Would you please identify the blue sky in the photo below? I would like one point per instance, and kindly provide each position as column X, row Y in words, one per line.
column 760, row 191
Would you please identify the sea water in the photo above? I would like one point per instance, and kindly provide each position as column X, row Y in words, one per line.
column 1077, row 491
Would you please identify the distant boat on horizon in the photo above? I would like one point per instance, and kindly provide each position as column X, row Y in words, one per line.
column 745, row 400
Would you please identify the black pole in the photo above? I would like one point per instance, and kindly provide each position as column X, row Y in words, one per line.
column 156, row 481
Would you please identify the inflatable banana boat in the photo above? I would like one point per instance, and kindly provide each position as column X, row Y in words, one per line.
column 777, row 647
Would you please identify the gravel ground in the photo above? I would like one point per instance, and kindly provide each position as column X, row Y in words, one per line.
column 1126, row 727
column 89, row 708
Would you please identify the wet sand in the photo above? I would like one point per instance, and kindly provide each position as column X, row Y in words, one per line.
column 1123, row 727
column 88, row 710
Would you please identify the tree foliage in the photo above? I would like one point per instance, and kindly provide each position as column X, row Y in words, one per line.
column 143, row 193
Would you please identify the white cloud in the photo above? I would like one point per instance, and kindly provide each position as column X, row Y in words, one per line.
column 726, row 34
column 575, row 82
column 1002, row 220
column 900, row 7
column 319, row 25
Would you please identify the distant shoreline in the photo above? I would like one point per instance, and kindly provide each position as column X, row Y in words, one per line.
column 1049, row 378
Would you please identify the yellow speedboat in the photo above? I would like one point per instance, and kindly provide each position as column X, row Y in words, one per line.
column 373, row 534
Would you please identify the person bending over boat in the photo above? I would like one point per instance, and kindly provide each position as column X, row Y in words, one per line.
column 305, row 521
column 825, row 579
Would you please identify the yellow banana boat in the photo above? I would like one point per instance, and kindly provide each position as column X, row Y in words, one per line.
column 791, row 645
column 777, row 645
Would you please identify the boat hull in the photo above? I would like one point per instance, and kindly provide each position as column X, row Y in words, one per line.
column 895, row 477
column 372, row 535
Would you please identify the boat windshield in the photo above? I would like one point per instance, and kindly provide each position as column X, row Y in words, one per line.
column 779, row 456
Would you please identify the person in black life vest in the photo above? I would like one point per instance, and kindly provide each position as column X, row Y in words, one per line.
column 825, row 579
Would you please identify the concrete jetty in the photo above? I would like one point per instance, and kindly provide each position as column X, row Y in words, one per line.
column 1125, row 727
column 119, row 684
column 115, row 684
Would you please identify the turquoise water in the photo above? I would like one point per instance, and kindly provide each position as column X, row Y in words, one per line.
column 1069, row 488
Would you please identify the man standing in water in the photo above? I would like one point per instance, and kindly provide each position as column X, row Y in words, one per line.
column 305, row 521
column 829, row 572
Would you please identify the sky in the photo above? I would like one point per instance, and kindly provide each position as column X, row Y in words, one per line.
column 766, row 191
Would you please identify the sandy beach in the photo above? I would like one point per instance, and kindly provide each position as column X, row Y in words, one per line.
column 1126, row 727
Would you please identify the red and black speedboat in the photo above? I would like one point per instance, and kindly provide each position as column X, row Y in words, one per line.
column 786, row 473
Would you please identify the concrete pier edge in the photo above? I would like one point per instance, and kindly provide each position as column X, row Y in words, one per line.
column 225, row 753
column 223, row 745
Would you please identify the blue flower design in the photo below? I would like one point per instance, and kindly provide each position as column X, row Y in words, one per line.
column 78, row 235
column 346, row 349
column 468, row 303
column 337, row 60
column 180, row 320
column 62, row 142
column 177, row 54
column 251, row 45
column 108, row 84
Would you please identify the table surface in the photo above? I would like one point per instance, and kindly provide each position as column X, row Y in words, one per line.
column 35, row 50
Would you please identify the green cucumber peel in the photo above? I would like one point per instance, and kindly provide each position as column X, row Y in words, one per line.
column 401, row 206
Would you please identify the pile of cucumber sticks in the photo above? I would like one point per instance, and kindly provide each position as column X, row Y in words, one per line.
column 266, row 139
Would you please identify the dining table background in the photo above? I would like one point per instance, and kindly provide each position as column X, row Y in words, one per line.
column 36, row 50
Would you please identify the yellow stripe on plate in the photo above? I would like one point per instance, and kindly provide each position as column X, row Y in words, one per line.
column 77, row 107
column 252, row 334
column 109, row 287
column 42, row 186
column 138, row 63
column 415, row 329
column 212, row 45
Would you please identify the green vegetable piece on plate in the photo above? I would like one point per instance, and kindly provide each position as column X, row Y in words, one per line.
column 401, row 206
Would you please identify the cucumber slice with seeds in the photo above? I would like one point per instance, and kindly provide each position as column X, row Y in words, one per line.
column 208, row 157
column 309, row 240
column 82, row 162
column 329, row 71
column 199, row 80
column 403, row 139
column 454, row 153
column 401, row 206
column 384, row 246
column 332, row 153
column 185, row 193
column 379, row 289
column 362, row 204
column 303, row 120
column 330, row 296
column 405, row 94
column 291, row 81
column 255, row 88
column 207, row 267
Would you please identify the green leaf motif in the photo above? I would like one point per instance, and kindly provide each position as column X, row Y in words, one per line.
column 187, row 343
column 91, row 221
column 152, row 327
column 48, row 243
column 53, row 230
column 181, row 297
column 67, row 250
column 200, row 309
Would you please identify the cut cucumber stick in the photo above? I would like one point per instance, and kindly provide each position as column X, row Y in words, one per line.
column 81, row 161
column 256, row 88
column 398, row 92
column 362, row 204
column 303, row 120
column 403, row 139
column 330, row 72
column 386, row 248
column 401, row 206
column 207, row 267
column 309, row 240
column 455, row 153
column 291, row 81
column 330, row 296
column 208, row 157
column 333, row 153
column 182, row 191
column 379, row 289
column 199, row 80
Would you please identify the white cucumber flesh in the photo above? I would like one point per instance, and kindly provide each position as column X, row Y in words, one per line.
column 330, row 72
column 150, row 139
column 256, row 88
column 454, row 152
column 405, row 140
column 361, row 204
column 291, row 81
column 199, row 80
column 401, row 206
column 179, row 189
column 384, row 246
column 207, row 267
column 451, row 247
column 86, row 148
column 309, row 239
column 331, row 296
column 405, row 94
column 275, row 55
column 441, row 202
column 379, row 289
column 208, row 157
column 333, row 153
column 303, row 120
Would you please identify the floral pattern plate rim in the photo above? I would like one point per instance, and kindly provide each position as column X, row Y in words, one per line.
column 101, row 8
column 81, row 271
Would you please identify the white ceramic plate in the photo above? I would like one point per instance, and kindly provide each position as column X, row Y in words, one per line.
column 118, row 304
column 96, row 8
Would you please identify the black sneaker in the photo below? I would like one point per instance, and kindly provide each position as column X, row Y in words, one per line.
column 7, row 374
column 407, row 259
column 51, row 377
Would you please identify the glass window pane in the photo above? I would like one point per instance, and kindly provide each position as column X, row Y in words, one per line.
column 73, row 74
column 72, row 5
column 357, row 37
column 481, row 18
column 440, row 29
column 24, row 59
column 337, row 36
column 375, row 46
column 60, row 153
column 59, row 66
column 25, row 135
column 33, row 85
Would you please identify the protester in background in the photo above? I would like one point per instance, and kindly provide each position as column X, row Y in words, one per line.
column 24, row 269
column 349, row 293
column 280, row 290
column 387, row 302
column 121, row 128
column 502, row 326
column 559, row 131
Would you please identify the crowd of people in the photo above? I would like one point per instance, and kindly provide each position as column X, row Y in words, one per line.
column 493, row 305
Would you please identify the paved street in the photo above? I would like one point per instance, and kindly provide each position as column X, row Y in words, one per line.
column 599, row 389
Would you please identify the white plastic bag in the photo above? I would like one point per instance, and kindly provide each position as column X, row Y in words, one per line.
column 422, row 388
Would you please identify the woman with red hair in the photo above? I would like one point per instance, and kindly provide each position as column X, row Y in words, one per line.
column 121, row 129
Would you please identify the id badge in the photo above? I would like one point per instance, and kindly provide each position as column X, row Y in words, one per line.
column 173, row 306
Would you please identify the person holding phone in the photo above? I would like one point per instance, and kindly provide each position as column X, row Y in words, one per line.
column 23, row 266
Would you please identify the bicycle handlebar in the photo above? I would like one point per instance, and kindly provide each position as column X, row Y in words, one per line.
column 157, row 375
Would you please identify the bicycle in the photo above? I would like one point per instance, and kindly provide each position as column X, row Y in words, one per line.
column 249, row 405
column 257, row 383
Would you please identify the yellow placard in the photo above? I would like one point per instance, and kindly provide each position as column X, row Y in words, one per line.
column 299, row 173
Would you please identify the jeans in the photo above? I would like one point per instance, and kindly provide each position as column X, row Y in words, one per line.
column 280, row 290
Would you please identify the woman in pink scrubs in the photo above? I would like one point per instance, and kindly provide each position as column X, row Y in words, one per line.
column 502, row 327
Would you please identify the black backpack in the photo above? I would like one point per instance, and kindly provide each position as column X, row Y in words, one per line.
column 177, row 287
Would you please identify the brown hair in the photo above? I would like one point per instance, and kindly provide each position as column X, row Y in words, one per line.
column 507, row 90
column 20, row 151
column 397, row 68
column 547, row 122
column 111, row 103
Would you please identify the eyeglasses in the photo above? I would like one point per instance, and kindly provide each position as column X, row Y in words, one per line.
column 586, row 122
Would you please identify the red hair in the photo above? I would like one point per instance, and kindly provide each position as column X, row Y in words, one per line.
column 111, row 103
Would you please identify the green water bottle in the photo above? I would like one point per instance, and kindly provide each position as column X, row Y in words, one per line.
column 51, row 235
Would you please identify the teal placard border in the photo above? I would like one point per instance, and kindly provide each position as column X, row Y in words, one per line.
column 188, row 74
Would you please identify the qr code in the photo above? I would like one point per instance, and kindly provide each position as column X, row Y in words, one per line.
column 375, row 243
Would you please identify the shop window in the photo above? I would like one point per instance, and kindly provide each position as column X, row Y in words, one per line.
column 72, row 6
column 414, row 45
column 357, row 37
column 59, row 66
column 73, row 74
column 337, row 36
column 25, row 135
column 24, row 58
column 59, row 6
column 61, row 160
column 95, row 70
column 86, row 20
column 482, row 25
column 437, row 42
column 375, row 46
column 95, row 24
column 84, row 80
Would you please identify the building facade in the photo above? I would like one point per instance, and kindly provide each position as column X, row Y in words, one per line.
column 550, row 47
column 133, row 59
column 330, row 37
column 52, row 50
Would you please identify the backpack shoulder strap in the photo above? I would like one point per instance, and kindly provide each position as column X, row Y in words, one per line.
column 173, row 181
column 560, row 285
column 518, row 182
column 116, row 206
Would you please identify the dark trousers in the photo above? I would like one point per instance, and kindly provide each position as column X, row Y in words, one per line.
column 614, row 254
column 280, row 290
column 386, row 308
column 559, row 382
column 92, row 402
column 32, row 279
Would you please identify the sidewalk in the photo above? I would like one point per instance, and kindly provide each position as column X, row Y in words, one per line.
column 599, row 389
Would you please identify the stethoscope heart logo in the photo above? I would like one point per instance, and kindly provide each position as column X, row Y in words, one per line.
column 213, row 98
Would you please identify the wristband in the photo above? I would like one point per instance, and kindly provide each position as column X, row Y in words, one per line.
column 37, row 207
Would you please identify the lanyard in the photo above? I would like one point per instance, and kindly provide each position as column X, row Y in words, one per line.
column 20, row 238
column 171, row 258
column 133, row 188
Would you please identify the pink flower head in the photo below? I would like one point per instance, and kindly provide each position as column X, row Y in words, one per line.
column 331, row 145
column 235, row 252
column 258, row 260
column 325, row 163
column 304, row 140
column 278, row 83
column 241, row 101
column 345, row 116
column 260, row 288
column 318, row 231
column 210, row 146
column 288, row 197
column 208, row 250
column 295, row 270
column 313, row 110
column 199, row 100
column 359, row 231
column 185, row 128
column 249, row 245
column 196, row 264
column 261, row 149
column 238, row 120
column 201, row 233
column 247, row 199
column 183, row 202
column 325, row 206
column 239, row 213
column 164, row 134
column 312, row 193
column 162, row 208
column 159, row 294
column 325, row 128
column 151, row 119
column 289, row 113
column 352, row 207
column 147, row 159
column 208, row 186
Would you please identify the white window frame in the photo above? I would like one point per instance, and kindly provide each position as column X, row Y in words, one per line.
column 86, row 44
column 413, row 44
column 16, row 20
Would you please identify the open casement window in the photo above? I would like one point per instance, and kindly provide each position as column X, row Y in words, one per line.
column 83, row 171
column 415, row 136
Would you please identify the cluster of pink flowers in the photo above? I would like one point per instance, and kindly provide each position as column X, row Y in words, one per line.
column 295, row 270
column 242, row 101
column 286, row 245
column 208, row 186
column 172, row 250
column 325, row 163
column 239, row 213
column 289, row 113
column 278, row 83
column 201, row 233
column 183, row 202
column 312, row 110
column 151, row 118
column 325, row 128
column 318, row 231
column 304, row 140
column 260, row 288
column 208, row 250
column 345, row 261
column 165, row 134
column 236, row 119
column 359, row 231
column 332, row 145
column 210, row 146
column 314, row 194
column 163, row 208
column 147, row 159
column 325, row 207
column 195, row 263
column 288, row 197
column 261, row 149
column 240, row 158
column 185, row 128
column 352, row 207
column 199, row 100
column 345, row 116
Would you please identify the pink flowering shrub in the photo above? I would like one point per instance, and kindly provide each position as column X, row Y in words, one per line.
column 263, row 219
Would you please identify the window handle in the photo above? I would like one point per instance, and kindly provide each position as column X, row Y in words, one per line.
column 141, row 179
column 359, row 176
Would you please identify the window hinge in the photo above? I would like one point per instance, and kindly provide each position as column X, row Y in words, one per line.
════
*Short problem:*
Can you rewrite the lines from the line with "Would you please identify the distant shoreline" to the line with "column 373, row 534", swapping "yellow speedboat" for "red speedboat" and keeping everything else the same?

*Solution to this problem:*
Would you please identify the distant shoreline in the photo above? I would like one point per instance, and kindly provide each position as column X, row Y in words, one per line.
column 1049, row 378
Would you please identify the red speedboat in the photo above? I would like one point per instance, and kindly provide each position as column X, row Y in words, one per line.
column 373, row 534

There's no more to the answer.